━━ Data provided ━━

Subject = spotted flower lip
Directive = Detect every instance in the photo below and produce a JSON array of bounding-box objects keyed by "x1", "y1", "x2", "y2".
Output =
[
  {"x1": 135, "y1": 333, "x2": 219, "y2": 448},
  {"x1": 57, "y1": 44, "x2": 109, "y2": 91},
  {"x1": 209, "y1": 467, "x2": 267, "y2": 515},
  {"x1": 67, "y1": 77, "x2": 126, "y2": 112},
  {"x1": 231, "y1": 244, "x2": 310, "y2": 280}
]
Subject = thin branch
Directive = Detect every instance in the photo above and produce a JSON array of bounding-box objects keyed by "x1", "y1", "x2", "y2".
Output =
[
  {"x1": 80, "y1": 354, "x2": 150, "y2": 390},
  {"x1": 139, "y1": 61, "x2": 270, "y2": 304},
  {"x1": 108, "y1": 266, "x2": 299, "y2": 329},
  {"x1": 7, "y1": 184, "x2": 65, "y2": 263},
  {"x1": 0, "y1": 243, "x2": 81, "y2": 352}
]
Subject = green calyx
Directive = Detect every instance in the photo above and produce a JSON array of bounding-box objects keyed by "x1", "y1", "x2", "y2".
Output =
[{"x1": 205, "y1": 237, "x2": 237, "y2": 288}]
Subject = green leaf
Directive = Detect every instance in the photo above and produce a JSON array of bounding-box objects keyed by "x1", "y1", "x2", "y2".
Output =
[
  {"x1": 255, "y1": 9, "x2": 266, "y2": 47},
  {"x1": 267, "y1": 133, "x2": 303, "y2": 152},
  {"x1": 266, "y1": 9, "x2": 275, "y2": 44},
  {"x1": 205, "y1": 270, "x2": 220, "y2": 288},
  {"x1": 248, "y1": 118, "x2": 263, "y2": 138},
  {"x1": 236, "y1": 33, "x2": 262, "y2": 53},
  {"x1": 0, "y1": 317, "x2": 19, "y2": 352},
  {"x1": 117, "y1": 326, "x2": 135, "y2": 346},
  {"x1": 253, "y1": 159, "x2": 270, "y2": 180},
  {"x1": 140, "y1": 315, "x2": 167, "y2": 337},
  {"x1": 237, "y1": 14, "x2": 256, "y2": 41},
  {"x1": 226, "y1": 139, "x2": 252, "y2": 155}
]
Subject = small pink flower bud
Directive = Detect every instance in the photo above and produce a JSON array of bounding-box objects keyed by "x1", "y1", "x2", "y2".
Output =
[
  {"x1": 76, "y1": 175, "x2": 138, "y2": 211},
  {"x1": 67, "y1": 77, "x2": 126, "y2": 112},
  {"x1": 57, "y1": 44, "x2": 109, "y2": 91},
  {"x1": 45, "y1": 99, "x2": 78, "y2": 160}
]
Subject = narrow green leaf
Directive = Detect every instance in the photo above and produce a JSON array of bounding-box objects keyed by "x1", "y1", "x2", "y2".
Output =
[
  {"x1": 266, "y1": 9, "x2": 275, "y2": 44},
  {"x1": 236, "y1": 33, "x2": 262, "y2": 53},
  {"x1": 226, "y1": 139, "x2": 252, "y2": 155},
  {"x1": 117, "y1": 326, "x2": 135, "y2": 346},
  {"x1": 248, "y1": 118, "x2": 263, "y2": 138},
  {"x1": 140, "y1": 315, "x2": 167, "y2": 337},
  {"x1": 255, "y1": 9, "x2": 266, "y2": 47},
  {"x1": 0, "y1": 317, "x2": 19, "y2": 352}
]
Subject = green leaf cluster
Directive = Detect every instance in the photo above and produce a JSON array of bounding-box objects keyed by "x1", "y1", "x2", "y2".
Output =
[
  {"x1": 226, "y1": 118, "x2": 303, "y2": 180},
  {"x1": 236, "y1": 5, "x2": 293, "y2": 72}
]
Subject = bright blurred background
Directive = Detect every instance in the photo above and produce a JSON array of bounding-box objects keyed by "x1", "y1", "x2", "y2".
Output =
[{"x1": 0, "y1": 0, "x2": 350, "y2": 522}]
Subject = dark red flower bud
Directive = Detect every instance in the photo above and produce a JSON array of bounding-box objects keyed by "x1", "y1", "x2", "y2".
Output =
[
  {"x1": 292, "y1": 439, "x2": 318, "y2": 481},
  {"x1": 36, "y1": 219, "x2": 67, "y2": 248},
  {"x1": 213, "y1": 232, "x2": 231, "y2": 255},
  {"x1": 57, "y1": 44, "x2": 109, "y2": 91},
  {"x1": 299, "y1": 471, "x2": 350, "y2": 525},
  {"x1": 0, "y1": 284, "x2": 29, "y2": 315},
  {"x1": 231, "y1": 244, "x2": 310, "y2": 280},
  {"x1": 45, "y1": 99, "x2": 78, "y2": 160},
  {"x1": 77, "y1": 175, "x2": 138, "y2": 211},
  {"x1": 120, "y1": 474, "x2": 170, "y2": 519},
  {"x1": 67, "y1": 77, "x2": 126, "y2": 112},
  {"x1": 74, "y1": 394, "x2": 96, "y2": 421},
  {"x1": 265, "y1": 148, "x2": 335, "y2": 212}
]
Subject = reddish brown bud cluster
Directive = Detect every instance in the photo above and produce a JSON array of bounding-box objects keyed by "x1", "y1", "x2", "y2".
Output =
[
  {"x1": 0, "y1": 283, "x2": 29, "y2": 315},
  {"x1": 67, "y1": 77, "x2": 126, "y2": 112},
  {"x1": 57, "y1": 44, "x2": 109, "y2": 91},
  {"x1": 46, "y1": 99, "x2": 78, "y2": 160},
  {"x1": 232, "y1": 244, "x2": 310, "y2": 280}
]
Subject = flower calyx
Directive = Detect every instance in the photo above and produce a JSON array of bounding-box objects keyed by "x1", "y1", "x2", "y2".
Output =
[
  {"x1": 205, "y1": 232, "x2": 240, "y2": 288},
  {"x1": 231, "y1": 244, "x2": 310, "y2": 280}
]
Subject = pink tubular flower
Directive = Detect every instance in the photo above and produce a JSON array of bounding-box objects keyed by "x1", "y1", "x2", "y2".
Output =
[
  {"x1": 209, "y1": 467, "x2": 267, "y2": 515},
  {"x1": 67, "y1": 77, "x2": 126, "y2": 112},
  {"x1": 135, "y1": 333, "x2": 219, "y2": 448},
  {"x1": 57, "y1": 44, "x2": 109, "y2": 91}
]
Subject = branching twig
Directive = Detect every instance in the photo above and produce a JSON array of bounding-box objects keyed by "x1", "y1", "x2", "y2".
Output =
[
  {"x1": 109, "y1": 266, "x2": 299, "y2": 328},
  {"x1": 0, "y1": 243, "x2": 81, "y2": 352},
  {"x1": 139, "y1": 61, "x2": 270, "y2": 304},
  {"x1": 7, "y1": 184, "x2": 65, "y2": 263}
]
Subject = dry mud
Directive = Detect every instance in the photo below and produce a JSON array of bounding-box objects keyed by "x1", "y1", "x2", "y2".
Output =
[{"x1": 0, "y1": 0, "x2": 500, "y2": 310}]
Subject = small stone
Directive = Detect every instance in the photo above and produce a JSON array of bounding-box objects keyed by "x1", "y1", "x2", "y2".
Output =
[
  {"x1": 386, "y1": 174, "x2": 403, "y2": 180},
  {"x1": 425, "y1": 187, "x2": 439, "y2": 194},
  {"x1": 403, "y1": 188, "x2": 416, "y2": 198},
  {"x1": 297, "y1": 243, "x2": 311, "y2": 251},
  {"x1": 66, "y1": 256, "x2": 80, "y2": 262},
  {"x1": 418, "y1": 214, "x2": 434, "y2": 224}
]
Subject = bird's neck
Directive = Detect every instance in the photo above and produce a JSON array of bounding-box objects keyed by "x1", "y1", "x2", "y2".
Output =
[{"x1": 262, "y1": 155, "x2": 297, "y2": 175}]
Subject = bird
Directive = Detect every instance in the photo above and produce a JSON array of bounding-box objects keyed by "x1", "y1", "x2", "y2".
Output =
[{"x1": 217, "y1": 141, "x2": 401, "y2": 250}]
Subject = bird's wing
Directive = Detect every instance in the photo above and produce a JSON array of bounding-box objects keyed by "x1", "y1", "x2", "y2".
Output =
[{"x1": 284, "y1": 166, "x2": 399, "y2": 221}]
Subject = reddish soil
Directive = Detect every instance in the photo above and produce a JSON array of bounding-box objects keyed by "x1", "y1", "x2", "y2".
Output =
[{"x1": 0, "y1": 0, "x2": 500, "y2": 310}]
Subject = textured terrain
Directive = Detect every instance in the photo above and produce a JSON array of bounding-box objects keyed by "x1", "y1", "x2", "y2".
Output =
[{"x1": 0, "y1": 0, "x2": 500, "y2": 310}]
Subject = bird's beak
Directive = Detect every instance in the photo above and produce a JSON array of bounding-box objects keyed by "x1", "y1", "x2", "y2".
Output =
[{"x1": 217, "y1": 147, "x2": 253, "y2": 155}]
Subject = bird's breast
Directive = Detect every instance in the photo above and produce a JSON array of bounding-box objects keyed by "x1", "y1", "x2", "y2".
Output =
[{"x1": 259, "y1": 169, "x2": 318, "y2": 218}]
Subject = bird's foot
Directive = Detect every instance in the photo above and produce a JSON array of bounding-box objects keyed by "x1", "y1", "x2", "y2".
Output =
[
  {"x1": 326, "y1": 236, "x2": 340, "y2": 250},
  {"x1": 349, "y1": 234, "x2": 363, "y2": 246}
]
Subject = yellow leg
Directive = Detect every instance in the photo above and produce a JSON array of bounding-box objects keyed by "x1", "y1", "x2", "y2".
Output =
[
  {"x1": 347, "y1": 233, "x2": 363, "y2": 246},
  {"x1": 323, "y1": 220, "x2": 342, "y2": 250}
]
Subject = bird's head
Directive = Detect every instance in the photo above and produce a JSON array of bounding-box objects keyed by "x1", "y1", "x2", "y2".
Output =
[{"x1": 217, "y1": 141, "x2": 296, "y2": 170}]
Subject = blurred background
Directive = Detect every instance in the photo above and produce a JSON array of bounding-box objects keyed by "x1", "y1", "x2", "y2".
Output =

━━━

Pull out every line of the material that contains the word "small".

● Written response
Subject = small pink flower bud
Subject = small stone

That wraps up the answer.